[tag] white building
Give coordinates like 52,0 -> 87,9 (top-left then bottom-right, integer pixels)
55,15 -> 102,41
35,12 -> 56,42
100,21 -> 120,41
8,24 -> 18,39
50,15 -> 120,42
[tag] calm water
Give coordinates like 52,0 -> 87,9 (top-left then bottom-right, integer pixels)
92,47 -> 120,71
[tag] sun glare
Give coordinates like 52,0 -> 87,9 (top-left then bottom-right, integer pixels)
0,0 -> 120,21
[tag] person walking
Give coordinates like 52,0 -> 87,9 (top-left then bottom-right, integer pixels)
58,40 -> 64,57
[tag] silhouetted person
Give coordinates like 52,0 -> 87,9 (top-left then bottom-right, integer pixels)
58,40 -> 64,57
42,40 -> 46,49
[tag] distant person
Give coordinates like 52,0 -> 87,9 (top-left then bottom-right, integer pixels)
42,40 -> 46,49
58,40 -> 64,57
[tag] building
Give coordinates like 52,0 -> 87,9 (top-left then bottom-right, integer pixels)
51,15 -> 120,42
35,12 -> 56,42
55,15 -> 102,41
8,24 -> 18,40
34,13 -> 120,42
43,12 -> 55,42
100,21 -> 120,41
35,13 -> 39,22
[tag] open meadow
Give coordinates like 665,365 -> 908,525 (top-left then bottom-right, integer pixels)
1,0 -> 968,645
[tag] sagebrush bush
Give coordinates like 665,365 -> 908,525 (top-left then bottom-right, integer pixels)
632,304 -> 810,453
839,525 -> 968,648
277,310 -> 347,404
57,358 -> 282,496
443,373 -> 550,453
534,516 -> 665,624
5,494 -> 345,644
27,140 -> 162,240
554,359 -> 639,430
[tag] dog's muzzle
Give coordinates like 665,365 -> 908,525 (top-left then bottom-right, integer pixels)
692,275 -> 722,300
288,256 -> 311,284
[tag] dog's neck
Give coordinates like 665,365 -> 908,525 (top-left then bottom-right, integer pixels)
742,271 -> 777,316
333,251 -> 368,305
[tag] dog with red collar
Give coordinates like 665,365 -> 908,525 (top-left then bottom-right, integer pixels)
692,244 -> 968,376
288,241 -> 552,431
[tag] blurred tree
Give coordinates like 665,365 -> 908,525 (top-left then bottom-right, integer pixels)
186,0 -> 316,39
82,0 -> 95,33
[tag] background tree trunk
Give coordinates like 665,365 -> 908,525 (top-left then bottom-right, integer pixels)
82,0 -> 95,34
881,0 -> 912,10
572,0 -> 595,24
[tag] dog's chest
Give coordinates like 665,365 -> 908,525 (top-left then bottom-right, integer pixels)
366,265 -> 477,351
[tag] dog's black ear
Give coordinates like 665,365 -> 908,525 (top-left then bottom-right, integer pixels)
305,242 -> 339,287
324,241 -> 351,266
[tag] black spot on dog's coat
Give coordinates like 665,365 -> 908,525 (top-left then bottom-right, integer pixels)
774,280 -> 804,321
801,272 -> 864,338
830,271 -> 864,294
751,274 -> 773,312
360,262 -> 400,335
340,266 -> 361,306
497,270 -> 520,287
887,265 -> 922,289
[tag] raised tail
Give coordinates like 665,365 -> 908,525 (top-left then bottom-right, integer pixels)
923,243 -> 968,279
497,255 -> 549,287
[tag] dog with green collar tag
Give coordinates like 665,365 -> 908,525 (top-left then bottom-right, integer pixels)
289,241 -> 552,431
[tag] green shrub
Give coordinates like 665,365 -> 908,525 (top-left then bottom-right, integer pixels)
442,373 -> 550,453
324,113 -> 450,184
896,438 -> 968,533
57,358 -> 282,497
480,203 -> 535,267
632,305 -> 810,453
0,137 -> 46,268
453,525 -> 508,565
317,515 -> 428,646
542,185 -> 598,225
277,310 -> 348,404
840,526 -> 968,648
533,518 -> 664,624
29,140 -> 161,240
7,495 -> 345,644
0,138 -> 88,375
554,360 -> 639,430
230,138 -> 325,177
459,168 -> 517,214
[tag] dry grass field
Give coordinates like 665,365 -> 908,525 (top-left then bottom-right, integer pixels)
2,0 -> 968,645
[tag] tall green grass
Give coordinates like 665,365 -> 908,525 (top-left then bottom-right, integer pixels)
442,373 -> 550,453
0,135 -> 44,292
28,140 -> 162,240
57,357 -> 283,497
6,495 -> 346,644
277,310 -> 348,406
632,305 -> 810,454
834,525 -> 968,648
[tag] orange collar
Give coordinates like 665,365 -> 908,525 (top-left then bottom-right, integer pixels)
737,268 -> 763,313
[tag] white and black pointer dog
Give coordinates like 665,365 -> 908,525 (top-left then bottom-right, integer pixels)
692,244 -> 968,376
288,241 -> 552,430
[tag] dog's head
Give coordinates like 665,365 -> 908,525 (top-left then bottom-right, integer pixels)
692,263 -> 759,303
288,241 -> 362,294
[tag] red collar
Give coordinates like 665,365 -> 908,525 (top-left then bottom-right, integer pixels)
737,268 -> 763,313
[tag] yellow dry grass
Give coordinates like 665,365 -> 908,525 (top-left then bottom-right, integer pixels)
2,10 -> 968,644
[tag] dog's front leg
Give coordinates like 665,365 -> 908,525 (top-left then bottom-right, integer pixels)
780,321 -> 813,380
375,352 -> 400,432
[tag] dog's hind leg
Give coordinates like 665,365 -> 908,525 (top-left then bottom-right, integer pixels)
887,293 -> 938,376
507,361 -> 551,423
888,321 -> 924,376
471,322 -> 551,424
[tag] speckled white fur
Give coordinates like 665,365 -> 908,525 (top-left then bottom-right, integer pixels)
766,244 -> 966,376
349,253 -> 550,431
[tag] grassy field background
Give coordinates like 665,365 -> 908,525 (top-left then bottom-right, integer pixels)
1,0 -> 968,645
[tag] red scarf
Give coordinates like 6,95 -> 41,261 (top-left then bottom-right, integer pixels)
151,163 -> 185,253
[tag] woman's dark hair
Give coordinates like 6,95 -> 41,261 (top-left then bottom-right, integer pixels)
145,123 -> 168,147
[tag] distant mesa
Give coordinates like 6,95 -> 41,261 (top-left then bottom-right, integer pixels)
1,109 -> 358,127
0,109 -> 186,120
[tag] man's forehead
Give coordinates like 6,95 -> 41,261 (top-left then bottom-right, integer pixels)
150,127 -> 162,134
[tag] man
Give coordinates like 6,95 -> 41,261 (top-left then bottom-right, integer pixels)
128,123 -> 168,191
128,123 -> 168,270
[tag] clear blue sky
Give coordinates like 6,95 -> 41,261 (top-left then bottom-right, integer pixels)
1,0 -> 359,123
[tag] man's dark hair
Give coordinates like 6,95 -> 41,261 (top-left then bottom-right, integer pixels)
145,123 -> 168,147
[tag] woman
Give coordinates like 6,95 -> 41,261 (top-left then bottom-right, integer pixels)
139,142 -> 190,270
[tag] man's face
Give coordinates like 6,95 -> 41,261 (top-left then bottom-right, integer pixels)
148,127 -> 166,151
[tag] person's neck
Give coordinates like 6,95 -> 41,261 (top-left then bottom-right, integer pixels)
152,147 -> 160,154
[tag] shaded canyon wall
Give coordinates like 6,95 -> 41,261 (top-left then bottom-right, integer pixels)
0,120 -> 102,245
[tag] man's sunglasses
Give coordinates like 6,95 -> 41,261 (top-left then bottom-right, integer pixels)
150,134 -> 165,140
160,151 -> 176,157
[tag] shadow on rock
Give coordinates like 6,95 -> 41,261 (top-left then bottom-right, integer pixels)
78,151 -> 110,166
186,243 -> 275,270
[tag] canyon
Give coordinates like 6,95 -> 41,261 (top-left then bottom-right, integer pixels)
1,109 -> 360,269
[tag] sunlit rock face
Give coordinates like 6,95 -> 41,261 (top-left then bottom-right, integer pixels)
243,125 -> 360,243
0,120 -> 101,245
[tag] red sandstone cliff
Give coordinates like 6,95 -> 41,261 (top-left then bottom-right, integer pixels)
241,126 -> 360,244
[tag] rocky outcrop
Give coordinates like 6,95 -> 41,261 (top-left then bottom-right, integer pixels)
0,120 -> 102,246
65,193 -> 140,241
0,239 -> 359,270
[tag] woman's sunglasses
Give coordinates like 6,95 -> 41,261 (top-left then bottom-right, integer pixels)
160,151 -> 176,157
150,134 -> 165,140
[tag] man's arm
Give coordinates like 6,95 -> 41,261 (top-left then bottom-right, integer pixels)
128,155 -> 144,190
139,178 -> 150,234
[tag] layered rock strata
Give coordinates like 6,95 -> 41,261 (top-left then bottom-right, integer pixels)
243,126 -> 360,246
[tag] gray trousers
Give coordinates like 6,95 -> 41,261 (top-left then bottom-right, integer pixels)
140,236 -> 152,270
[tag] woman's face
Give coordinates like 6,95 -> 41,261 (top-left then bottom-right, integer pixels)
----
**Exercise:** In the records above, find the line with "[tag] man's sunglasses"; write out exactly that line and each one after it, stopping after the line with "[tag] rocky outcrop".

**Answer for this exercise:**
[tag] man's sunglasses
Give coordinates like 6,95 -> 41,261 (top-left then bottom-right, integer pixels)
150,134 -> 165,140
160,151 -> 176,157
[tag] shadow on rock
Give coordinates like 6,95 -> 41,261 (top-left then bottom-right, integer pixels)
78,151 -> 110,166
186,243 -> 275,270
[tag] canyon
Give coordinates like 6,95 -> 41,261 (top-left then bottom-right, integer pixels)
1,109 -> 360,269
[tag] sunlit rock face
Give coordinates like 6,95 -> 41,261 (top-left then bottom-right, integer pixels)
243,125 -> 360,243
0,120 -> 101,245
[tag] red sandstone cliff
Give coordinates like 6,95 -> 41,261 (top-left then bottom-right, integer pixels)
241,126 -> 360,244
[tag] rocky outcrop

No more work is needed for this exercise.